━━ The input ━━
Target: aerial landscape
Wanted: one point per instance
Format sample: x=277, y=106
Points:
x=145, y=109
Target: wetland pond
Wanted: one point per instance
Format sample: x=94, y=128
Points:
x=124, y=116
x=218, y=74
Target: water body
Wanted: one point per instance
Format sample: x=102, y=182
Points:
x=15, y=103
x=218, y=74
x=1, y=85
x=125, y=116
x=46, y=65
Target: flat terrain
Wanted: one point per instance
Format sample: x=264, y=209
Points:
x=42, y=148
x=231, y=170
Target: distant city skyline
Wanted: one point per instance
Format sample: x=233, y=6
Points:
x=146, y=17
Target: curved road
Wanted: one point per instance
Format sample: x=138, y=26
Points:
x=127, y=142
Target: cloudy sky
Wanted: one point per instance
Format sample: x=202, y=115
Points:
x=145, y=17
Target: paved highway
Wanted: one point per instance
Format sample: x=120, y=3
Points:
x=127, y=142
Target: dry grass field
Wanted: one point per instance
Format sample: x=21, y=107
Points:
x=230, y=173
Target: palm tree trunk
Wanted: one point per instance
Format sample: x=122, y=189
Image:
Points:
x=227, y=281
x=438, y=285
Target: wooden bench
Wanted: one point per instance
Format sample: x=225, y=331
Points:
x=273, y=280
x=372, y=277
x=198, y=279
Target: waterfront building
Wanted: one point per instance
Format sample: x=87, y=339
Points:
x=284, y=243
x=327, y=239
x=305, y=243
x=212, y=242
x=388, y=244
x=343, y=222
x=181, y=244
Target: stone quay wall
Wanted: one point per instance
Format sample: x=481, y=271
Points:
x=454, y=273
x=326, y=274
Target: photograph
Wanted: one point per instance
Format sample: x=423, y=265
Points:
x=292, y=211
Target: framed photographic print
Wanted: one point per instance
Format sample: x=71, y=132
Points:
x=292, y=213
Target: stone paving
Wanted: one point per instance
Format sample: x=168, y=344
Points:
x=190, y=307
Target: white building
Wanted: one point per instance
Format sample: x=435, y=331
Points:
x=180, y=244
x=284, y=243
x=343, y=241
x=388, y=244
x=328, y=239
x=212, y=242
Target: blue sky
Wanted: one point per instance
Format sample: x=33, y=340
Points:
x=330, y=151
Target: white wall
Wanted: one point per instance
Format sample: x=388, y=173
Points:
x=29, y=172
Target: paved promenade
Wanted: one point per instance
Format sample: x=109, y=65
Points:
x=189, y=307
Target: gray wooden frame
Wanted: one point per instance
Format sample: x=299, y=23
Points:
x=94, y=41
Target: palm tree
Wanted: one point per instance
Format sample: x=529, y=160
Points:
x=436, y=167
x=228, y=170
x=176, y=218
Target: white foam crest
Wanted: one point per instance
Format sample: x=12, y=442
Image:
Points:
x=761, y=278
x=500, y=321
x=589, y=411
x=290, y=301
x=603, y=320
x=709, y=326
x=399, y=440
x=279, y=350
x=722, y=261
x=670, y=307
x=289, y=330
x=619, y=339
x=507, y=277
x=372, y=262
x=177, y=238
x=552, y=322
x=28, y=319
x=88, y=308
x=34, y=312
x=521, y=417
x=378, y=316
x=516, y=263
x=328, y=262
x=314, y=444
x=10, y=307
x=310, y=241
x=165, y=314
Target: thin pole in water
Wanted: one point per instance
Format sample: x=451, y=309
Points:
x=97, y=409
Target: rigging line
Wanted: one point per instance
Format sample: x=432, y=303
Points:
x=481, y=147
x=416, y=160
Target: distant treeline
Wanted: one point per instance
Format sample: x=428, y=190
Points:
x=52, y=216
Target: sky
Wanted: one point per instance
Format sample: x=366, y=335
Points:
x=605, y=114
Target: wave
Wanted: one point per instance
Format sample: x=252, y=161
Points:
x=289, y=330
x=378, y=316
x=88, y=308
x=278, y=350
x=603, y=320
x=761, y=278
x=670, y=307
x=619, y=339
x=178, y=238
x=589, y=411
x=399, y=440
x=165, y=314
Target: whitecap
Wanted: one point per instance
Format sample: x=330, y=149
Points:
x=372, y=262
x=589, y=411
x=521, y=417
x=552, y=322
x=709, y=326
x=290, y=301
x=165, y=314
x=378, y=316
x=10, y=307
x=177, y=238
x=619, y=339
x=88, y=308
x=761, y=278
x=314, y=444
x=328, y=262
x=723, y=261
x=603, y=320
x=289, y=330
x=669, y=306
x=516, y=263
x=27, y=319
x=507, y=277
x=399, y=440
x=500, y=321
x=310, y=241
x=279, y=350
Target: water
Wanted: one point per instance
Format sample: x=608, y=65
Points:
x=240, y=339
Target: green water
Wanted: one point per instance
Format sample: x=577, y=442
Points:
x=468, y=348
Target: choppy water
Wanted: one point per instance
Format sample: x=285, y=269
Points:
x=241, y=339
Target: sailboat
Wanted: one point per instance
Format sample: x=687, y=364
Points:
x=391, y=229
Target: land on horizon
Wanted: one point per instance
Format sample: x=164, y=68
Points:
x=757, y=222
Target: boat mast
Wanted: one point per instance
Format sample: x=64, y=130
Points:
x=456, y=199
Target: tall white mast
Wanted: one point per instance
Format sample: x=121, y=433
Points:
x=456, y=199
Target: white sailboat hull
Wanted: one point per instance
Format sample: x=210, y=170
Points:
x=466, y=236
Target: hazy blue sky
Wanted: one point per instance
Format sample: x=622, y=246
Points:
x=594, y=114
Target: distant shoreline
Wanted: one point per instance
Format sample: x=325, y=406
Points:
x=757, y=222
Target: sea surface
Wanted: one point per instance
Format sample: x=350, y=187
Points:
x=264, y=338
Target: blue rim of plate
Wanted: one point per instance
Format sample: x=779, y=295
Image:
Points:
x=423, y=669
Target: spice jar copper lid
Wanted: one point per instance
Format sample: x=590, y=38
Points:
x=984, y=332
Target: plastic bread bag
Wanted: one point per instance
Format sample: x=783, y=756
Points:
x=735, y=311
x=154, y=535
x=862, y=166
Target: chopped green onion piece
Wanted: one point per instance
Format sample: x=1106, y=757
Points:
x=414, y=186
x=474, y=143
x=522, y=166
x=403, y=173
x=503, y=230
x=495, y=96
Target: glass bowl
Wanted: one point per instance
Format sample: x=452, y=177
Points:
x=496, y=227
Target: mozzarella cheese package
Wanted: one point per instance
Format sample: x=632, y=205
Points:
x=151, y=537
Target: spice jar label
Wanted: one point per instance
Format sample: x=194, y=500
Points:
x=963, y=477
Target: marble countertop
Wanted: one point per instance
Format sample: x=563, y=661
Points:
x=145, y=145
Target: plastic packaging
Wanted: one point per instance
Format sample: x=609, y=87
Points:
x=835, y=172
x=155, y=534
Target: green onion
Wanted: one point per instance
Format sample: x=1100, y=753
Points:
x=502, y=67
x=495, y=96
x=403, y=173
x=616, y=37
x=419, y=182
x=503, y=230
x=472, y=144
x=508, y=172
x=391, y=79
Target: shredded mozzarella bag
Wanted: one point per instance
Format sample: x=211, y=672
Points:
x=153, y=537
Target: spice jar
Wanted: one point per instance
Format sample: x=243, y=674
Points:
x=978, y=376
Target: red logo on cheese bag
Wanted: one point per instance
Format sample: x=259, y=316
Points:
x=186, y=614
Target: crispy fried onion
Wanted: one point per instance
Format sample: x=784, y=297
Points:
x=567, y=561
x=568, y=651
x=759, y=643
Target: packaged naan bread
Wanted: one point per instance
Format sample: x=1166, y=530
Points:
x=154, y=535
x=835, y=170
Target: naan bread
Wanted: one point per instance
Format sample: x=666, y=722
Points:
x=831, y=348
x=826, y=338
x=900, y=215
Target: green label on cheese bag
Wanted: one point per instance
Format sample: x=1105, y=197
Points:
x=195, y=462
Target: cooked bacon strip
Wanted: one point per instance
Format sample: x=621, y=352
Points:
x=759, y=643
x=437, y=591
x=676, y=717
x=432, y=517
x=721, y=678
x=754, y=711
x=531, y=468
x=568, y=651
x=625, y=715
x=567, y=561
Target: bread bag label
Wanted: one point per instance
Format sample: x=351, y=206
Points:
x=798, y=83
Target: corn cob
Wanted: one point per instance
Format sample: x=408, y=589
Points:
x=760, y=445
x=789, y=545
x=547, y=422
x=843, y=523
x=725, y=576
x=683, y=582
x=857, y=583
━━━
Convert the stretch of the data from the line containing "Target: flat terrain" through the line containing "x=29, y=172" into a JSON list of strings, one string per line, leaving out any blank lines.

_Output_
[
  "Target: flat terrain",
  "Wanted: one point per instance",
  "Format sample: x=264, y=209",
  "Points:",
  "x=42, y=148",
  "x=231, y=170",
  "Target: distant city skyline",
  "Wanted: one point per instance",
  "Format sample: x=233, y=6",
  "Points:",
  "x=146, y=17",
  "Target: curved road",
  "Wanted: one point per instance",
  "Format sample: x=138, y=26",
  "Points:",
  "x=127, y=142",
  "Target: cloudy sky",
  "Wanted: one point per instance",
  "Format sample: x=202, y=115",
  "Points:",
  "x=145, y=17",
  "Target: paved highway",
  "Wanted: one point per instance",
  "Format sample: x=120, y=3",
  "Points:",
  "x=127, y=142",
  "Target: dry grass field",
  "Wanted: one point per instance",
  "Format sample: x=21, y=107",
  "Points:",
  "x=230, y=173",
  "Target: palm tree trunk",
  "Wanted: one point per instance",
  "Format sample: x=122, y=189",
  "Image:",
  "Points:",
  "x=227, y=281",
  "x=438, y=285",
  "Target: wooden bench",
  "Wanted: one point per instance",
  "Format sample: x=225, y=331",
  "Points:",
  "x=273, y=280",
  "x=372, y=277",
  "x=198, y=279",
  "Target: waterfront building",
  "Wanted: one point per instance",
  "Format sample: x=87, y=339",
  "Points:",
  "x=284, y=243",
  "x=327, y=239",
  "x=305, y=243",
  "x=212, y=242",
  "x=388, y=244",
  "x=343, y=222",
  "x=181, y=244",
  "Target: stone quay wall",
  "Wanted: one point per instance",
  "Format sample: x=481, y=271",
  "Points:",
  "x=454, y=273",
  "x=326, y=274",
  "Target: photograph",
  "Wanted: one point per instance",
  "Format sample: x=423, y=265",
  "Points:",
  "x=292, y=211",
  "Target: framed photographic print",
  "Wanted: one point per instance",
  "Format sample: x=71, y=132",
  "Points:",
  "x=292, y=213",
  "Target: stone paving",
  "Wanted: one point per instance",
  "Format sample: x=168, y=344",
  "Points:",
  "x=190, y=307",
  "Target: white building",
  "Wanted: one point per instance",
  "Format sample: x=435, y=331",
  "Points:",
  "x=180, y=244",
  "x=284, y=243",
  "x=343, y=241",
  "x=388, y=244",
  "x=328, y=239",
  "x=212, y=242",
  "Target: blue sky",
  "Wanted: one point per instance",
  "Format sample: x=33, y=340",
  "Points:",
  "x=330, y=151",
  "Target: white wall",
  "Wanted: one point per instance",
  "Format sample: x=388, y=173",
  "Points:",
  "x=29, y=172"
]